Données enregistrées
════════

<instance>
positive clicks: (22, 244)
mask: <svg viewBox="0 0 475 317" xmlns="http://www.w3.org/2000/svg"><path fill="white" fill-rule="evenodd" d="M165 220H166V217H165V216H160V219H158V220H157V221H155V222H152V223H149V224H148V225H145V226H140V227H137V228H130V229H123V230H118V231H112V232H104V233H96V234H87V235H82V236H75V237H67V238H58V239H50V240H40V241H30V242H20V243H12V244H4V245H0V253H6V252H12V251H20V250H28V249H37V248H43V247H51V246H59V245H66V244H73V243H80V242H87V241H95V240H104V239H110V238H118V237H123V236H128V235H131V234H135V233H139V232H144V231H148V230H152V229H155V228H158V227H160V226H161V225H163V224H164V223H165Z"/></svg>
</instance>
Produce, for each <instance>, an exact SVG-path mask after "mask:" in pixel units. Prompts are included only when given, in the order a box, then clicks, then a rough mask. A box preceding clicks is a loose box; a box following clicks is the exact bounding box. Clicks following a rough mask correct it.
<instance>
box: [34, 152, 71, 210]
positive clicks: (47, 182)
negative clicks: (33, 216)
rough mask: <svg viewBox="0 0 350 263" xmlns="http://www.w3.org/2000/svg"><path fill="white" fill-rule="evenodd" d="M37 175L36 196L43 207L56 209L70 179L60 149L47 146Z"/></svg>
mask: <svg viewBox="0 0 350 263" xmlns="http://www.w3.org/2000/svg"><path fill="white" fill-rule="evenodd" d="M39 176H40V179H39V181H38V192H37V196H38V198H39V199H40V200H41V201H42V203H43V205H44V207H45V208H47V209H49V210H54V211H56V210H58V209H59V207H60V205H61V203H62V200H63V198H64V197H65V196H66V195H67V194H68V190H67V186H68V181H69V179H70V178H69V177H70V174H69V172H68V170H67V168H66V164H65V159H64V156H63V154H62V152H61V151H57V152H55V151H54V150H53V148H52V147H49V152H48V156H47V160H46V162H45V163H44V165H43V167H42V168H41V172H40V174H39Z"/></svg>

════════

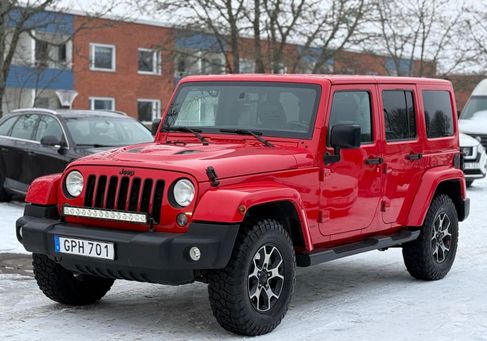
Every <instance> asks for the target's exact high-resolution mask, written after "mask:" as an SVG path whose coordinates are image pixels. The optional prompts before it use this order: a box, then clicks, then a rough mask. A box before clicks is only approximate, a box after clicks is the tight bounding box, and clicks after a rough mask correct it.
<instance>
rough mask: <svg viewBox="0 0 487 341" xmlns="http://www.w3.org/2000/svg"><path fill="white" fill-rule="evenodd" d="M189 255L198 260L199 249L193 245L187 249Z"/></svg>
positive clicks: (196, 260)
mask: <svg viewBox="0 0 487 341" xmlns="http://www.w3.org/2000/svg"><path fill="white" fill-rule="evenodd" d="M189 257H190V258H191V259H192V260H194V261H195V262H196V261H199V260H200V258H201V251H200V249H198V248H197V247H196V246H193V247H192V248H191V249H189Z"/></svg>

════════

* _Consigne_: Combien de lignes des données enregistrées ci-dessus contiennent la chaîne « positive » ? Donnez uniquement ce nombre.

* _Réponse_: 3